DA to hold meetings on legal weed, rethink policies

Enterprise file photo
P. David Soares, Albany County's district attorney, has scheduled a series of community meetings on enforcement of marijuana laws.

ALBANY COUNTY – Before the haze that is wafting westward settles on New York State, Albany County District Attorney P. David Soares will hold a series of rap sessions in local communities to discuss what legalizing marijuana would mean for residents.

Massachusetts and Vermont have legalized marijuana for recreational use, so, it’s only a matter of time, said Soares, a Democrat, before New York State takes its turn toking up.

Before that happens, Soares said, there will be a “policy shift in the enforcement procedures” in Albany County, but, before that, he wants community input.

The meetings, which will take place this month, will be an opportunity for residents to ask questions or raise concerns that they have about legal weed.

“The question that we have to ask ourselves, those of us who are in the waiting position now, is: What are we going to do in the meantime as our leaders develop state laws and regulations?” Soares asked. “And what we have done in the past, prior to movement on the Rockefeller Drug Laws, is we’ve exercised prosecutorial discretion and developed policies where we’ve enabled more individuals to get treatment as opposed to incarceration.”

In the 1960s, drug addiction was treated as a medical problem in New York, and Nelson Rockefeller, the state’s liberal-leaning Republican governor at the time, was a champion of that approach. By the ’70s, some neighborhoods were rife with vacant, decaying buildings – resembling urban ruins.

Attitudes about drugs and crime changed, and, in 1973, the “Rockefeller Drug Laws” were passed, which set strict sentencing guidelines and created mandatory-minimum sentences of 15 years to life for possession of a small amount of drugs.

Problem requirements —
Extract the whole article on the Albany County district attorney's marijuana meetings word for word. The data that comes next has nothing to do with the text.

Exercise data —
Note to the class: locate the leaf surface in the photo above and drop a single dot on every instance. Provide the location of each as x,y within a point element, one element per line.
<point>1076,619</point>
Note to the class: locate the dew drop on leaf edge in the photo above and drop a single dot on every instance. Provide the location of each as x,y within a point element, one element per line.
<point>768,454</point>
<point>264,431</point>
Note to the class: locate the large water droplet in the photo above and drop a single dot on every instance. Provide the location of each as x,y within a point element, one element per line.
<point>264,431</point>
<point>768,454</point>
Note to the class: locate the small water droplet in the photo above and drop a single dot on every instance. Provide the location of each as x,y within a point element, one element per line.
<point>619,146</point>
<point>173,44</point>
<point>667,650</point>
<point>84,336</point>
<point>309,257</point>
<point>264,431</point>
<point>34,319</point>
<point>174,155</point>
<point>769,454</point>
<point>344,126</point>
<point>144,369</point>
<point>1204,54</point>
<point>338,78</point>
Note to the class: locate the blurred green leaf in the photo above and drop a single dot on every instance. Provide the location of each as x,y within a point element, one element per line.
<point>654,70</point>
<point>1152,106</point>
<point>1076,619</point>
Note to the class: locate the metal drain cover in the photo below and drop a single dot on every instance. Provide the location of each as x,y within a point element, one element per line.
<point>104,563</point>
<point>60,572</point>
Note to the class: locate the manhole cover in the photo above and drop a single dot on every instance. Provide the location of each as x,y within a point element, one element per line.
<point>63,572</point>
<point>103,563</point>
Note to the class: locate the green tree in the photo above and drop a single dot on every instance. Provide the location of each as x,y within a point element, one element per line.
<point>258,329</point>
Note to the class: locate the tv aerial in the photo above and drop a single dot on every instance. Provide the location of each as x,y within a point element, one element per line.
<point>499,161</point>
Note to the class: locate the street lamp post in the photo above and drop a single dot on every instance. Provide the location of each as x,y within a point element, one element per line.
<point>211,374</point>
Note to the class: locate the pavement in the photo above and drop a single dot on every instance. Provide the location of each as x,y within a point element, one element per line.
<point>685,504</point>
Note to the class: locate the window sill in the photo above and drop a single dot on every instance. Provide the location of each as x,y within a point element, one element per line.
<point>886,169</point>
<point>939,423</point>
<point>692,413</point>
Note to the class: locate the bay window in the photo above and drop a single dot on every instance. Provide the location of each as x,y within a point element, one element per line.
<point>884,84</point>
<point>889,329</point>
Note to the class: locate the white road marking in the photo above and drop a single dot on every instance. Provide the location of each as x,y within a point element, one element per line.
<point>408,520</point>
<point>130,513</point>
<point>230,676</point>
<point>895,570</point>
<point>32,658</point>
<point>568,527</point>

Written answer —
DA to hold meetings on legal weed, rethink policies

Enterprise file photo
P. David Soares, Albany County's district attorney, has scheduled a series of community meetings on enforcement of marijuana laws.

ALBANY COUNTY – Before the haze that is wafting westward settles on New York State, Albany County District Attorney P. David Soares will hold a series of rap sessions in local communities to discuss what legalizing marijuana would mean for residents.

Massachusetts and Vermont have legalized marijuana for recreational use, so, it’s only a matter of time, said Soares, a Democrat, before New York State takes its turn toking up.

Before that happens, Soares said, there will be a “policy shift in the enforcement procedures” in Albany County, but, before that, he wants community input.

The meetings, which will take place this month, will be an opportunity for residents to ask questions or raise concerns that they have about legal weed.

“The question that we have to ask ourselves, those of us who are in the waiting position now, is: What are we going to do in the meantime as our leaders develop state laws and regulations?” Soares asked. “And what we have done in the past, prior to movement on the Rockefeller Drug Laws, is we’ve exercised prosecutorial discretion and developed policies where we’ve enabled more individuals to get treatment as opposed to incarceration.”

In the 1960s, drug addiction was treated as a medical problem in New York, and Nelson Rockefeller, the state’s liberal-leaning Republican governor at the time, was a champion of that approach. By the ’70s, some neighborhoods were rife with vacant, decaying buildings – resembling urban ruins.

Attitudes about drugs and crime changed, and, in 1973, the “Rockefeller Drug Laws” were passed, which set strict sentencing guidelines and created mandatory-minimum sentences of 15 years to life for possession of a small amount of drugs.